TASK DESCRIPTION:
Show each line of the items that contains the string "rocky". Case counts.

DATA EXCERPTS:

--- Start ---

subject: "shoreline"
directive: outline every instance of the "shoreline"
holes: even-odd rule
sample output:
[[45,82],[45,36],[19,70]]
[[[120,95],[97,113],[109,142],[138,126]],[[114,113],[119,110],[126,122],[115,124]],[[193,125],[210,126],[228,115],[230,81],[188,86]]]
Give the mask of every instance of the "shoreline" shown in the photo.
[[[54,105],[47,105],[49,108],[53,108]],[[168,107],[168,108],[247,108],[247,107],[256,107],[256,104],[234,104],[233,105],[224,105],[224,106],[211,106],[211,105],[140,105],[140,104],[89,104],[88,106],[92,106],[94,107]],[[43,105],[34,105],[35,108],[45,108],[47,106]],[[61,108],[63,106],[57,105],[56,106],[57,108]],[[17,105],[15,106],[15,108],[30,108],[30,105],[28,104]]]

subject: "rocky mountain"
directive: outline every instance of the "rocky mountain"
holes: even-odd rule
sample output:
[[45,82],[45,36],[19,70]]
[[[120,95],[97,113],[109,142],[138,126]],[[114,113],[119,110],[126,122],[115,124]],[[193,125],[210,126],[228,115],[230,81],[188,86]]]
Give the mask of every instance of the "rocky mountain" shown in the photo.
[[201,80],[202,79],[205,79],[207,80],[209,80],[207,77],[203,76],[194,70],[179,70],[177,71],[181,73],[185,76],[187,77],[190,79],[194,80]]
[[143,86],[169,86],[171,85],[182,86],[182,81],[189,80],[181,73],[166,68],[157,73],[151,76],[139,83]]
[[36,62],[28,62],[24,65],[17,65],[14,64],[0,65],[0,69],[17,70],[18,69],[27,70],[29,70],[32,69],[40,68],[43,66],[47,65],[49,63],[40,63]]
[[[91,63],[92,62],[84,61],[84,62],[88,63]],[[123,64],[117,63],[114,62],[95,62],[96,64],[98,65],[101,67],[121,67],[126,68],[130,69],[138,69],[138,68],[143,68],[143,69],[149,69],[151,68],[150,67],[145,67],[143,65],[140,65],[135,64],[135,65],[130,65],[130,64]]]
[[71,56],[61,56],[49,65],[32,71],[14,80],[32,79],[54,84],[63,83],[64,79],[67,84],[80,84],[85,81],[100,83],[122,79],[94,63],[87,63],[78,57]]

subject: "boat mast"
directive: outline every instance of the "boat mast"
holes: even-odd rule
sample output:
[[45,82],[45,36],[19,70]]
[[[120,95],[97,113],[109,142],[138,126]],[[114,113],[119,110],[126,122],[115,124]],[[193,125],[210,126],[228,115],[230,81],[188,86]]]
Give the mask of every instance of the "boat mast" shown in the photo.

--- End ---

EXERCISE RESPONSE:
subject: "rocky mountain"
directive: outline every instance of the "rocky mountain"
Give the mask of every instance of the "rocky mountain" shown in the photo.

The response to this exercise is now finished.